• [PROBLEM STATEMENT]: Below are some records; copy them word for word and drop the pictures.

• [Collected data]:

++++++

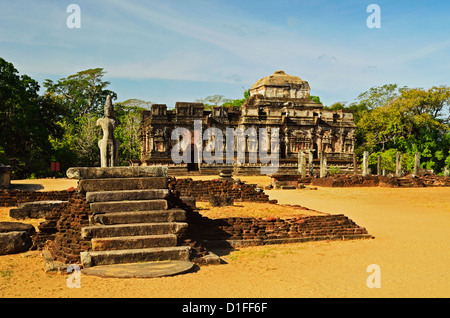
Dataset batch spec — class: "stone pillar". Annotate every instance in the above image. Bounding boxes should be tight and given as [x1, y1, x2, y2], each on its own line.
[353, 153, 357, 175]
[444, 167, 449, 177]
[396, 152, 402, 177]
[320, 152, 327, 178]
[362, 151, 369, 177]
[414, 152, 420, 176]
[377, 155, 381, 176]
[309, 150, 314, 176]
[197, 145, 202, 172]
[298, 151, 306, 178]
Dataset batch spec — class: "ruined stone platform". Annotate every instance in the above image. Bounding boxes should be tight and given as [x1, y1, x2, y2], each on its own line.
[67, 165, 194, 275]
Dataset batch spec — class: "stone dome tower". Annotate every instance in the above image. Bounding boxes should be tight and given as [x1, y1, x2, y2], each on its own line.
[249, 70, 311, 99]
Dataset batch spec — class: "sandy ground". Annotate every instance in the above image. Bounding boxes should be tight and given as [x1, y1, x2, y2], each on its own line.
[1, 177, 449, 298]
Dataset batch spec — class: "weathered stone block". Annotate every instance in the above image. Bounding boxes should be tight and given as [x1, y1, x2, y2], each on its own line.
[67, 166, 168, 179]
[77, 177, 168, 192]
[0, 231, 33, 255]
[80, 246, 190, 267]
[0, 222, 36, 236]
[92, 209, 186, 225]
[81, 222, 188, 239]
[86, 189, 169, 203]
[9, 201, 67, 219]
[90, 199, 168, 213]
[91, 234, 178, 251]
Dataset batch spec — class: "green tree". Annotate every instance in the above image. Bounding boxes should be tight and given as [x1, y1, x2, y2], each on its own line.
[44, 68, 118, 169]
[195, 94, 231, 110]
[0, 57, 66, 178]
[356, 84, 402, 110]
[43, 68, 117, 118]
[222, 89, 250, 109]
[357, 84, 450, 173]
[309, 95, 322, 104]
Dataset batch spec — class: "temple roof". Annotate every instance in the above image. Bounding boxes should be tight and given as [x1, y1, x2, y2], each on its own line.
[250, 70, 306, 90]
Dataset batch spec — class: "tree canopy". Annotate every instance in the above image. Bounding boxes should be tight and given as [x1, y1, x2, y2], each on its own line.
[348, 84, 450, 173]
[0, 57, 67, 178]
[196, 89, 250, 110]
[43, 68, 117, 118]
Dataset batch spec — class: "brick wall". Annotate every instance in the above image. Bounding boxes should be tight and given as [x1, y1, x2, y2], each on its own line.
[168, 178, 270, 202]
[0, 189, 73, 207]
[181, 208, 371, 248]
[285, 174, 450, 188]
[34, 192, 91, 264]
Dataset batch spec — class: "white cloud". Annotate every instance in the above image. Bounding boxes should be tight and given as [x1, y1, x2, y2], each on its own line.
[1, 0, 448, 106]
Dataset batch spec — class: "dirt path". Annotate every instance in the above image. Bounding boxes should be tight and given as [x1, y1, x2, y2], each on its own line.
[1, 179, 449, 297]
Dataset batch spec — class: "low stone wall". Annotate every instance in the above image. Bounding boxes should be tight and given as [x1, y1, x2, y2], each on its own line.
[0, 189, 73, 207]
[309, 174, 450, 187]
[272, 174, 450, 188]
[183, 209, 371, 248]
[168, 178, 270, 202]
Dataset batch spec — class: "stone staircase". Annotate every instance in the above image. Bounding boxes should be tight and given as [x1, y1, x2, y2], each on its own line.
[67, 166, 193, 277]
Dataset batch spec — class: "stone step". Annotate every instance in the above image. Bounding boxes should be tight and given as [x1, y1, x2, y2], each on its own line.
[90, 199, 168, 213]
[91, 234, 178, 251]
[81, 222, 188, 239]
[92, 209, 186, 225]
[86, 189, 169, 203]
[81, 246, 190, 267]
[81, 260, 195, 278]
[67, 166, 168, 180]
[9, 201, 68, 219]
[77, 177, 167, 192]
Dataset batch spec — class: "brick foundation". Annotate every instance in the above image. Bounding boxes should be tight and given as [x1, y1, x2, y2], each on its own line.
[0, 189, 73, 207]
[182, 209, 371, 248]
[168, 178, 270, 202]
[34, 192, 91, 264]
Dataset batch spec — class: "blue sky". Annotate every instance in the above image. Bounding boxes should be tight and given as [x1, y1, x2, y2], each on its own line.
[0, 0, 449, 107]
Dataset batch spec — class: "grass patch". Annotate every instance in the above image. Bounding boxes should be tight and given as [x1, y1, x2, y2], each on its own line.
[0, 269, 14, 279]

++++++

• [ANSWER TO THE PROBLEM]:
Dataset batch spec — class: "stone pillar". Annotate every instance in the above image. Bounding boxes should be tight and given as [x1, y1, x2, y2], each on its own line.
[353, 153, 357, 175]
[444, 167, 449, 177]
[396, 152, 402, 177]
[320, 152, 327, 178]
[362, 151, 369, 177]
[414, 152, 420, 176]
[377, 155, 381, 176]
[309, 150, 314, 176]
[197, 145, 202, 172]
[298, 151, 306, 178]
Dataset batch spec — class: "ruined stone platform". Annotate every instance in the above image. Bounding boxes should be tight and given as [x1, y1, x2, y2], each on its own line.
[67, 165, 194, 275]
Dataset batch spec — class: "stone dome tower". Annotate every instance in the above image. Bounding boxes should be tight and given as [x1, y1, x2, y2], each on its own line.
[249, 70, 311, 99]
Dataset batch spec — class: "sandy ground". Annotate every instance in the above image. Bounding boxes should be tight and given as [x1, y1, x2, y2], each on its own line.
[1, 177, 449, 298]
Dataset batch spec — class: "weathered stone block". Annotate every instance in the above image. Bounding boxes should be tight and given as [x1, y1, x2, y2], each on its own line.
[67, 166, 168, 179]
[77, 177, 168, 192]
[0, 231, 33, 255]
[80, 246, 190, 267]
[0, 222, 36, 236]
[92, 209, 186, 225]
[81, 222, 188, 239]
[86, 189, 169, 203]
[9, 201, 67, 219]
[90, 199, 168, 213]
[91, 234, 178, 251]
Dataset batch spec — class: "green tree". Annotate every instance in the above image. Bounding boxes should be tight and given as [x1, y1, x2, y2], each on its own line.
[44, 68, 118, 169]
[195, 94, 231, 110]
[0, 57, 66, 178]
[356, 84, 402, 110]
[43, 68, 117, 118]
[222, 89, 250, 109]
[357, 84, 450, 173]
[309, 95, 322, 104]
Dataset batch spec — class: "temple roof". Annotate every instance in the above image. Bounding boxes should be tight and given as [x1, y1, x2, y2], each on its own line.
[250, 70, 306, 90]
Dataset batch spec — class: "tree canopy". Annotate every instance in the above image. Bounding boxes should be tight and given as [x1, y1, x2, y2], each on its own line.
[348, 84, 450, 173]
[0, 57, 67, 178]
[196, 89, 250, 110]
[43, 68, 117, 118]
Dataset batch spec — class: "brick wall". Annotate every instance in the above image. Bounding boxes should be tight and given as [x1, y1, x2, y2], each on its own line.
[168, 178, 270, 202]
[0, 189, 73, 207]
[181, 208, 371, 248]
[285, 174, 450, 188]
[34, 192, 91, 264]
Dataset batch spec — class: "white cloud". Annotate every instance in the above image. Bounding boxes should be tight and given as [x1, y1, x2, y2], each on its own line.
[1, 0, 448, 106]
Dataset batch spec — class: "dirt path". Annotate every instance in the above image. Bounding boxes should be tight and given as [x1, y1, x2, y2], each on its own line.
[1, 179, 449, 297]
Dataset batch spec — class: "low stone wall". Annotate every instance in the above image. Bounding boxes should be tight and given as [x1, y1, x2, y2], each on its own line.
[0, 189, 73, 207]
[309, 174, 450, 187]
[272, 174, 450, 188]
[183, 209, 371, 248]
[168, 178, 270, 202]
Dataset batch spec — class: "stone staircase". Annotate every instance in the above image. Bounding boxes should be tight and given as [x1, y1, x2, y2], each on its own line.
[67, 166, 193, 277]
Dataset batch spec — class: "stone step". Annotate every instance in the above image. Bounding boxes should be tight and given as [x1, y1, x2, y2], each on its own line.
[90, 199, 168, 213]
[91, 234, 178, 251]
[81, 222, 188, 239]
[92, 209, 186, 225]
[86, 189, 169, 203]
[81, 246, 190, 267]
[81, 260, 195, 278]
[67, 166, 168, 180]
[9, 201, 68, 219]
[77, 177, 167, 192]
Dataset batch spec — class: "brick foundation". Annotate every instance in the above image. Bounding boxes should be tight and given as [x1, y1, x2, y2], each on its own line.
[0, 189, 73, 207]
[182, 209, 371, 248]
[168, 178, 270, 202]
[34, 192, 91, 264]
Dataset batch spec — class: "blue sky". Annotate every instance in the above image. Bounding boxes should be tight and given as [x1, y1, x2, y2], each on its own line.
[0, 0, 449, 107]
Dataset batch spec — class: "grass patch". Annotate every instance in the above image. Bounding boxes should be tight and given as [x1, y1, x2, y2], each on its own line.
[0, 269, 14, 279]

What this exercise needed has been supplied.